■ **WHAT TO PRODUCE**:
Write out the data word for word, taking care that no picture is carried over.

■ **DATA FOR ANALYSIS**:
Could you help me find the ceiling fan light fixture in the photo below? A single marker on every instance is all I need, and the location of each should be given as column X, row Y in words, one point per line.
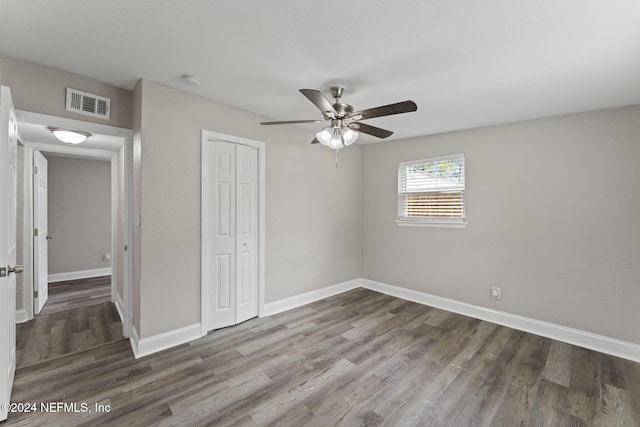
column 324, row 136
column 336, row 142
column 349, row 136
column 70, row 136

■ **SOLUTION**:
Could you help me find the ceiling fan light fixture in the photo below? A single marker on every instance is all I need, and the location of each should be given as column X, row Y in words, one point per line.
column 324, row 136
column 336, row 142
column 349, row 136
column 70, row 136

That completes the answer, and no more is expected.